- [Your assignment]:
Output all of the entries exactly as written.

[Start of Attachment]

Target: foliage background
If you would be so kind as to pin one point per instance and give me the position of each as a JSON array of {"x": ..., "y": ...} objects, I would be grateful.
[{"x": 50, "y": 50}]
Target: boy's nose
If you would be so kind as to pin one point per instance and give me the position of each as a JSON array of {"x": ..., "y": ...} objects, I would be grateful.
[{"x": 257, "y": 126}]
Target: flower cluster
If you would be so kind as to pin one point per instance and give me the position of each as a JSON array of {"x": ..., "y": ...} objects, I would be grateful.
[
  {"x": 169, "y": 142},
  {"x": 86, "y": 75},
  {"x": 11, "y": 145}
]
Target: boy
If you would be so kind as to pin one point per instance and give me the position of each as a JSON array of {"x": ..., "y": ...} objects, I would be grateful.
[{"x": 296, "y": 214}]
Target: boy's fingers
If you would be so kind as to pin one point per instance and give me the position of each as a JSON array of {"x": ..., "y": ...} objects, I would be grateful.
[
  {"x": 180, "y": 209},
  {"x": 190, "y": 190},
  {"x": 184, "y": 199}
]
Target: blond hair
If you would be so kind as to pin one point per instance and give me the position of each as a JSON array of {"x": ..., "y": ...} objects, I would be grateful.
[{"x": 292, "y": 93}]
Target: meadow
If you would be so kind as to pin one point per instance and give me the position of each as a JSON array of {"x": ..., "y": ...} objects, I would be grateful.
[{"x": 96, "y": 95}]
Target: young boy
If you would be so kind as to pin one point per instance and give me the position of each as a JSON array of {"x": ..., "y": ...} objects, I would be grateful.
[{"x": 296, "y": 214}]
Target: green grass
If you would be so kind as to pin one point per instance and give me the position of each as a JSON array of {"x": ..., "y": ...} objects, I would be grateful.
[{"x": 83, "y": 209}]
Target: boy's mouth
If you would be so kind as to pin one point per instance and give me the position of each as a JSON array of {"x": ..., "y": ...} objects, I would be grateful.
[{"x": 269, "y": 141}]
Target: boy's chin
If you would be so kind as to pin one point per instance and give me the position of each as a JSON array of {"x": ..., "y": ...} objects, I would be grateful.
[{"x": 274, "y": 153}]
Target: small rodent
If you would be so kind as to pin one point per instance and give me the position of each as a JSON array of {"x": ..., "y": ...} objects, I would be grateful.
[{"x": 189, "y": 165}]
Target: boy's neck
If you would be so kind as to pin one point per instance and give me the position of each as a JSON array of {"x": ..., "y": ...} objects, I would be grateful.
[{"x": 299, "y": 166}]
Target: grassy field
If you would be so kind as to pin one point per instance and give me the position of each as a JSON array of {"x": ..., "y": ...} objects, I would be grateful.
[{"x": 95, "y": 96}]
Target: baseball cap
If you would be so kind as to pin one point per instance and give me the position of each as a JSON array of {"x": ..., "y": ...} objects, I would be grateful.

[End of Attachment]

- [Solution]:
Target: foliage background
If you would be so kind as to pin one point per instance and give me the position of each as a JSON array of {"x": ..., "y": ...} objects, I would be grateful.
[{"x": 50, "y": 50}]
Target: boy's nose
If you would be so kind as to pin one point per instance and give me the position of each as a JSON array of {"x": ..., "y": ...} objects, I would be grateful.
[{"x": 257, "y": 126}]
Target: flower cluster
If you would be so kind as to pin one point per instance and give me the position of each as a JSON array of {"x": ..., "y": ...} objects, I would be grateful.
[
  {"x": 169, "y": 142},
  {"x": 86, "y": 75},
  {"x": 11, "y": 145}
]
Target: boy
If you would be so kind as to pin one point per instance and give me the position of each as a JSON array of {"x": ..., "y": ...} objects, I would be grateful.
[{"x": 296, "y": 214}]
Target: boy's fingers
If you would be so kind as to pin one point per instance and give me the position of each as a JSON array of {"x": ..., "y": ...} objects, I would be grateful.
[
  {"x": 180, "y": 209},
  {"x": 190, "y": 190},
  {"x": 184, "y": 199}
]
Target: blond hair
If you would be so kind as to pin one point per instance and give me the position of each as a JSON array of {"x": ..., "y": ...} objects, I would be grateful.
[{"x": 292, "y": 93}]
Target: meadow
If you would be so kind as to pin one point per instance and give me the position of each as a JSON array of {"x": ..., "y": ...} objects, I would be grateful.
[{"x": 96, "y": 95}]
Target: young boy
If you would be so kind as to pin one point per instance and give me the position of each as a JSON array of {"x": ..., "y": ...} objects, I would be grateful.
[{"x": 296, "y": 214}]
Target: green grass
If you would be so kind as to pin one point per instance and give me the position of each as a JSON array of {"x": ..., "y": ...} objects, I would be grateful.
[{"x": 83, "y": 209}]
Target: boy's mouth
If you would be so kind as to pin one point per instance and give me the position of each as a JSON array of {"x": ..., "y": ...} objects, I would be grateful.
[{"x": 269, "y": 141}]
Target: boy's chin
If you would be so kind as to pin one point per instance and give me the position of each as a JSON array of {"x": ..., "y": ...} objects, I would be grateful.
[{"x": 274, "y": 153}]
Target: small rodent
If you would be so kind as to pin one point per instance and give me the position of each as a JSON array of {"x": ..., "y": ...} objects, I would be grateful.
[{"x": 189, "y": 165}]
Target: boy's neck
If you would be so kind as to pin one point per instance and give me the position of each as a JSON array of {"x": ..., "y": ...} objects, I would be grateful.
[{"x": 299, "y": 166}]
Target: grassy field
If you would be so kind as to pin one point per instance and give me the position of each as a JSON array of {"x": ..., "y": ...} objects, I would be grateful.
[{"x": 95, "y": 96}]
Target: baseball cap
If you would be so kind as to pin one point per instance and give me the position of each as a JSON array of {"x": ..., "y": ...} objects, I would be grateful.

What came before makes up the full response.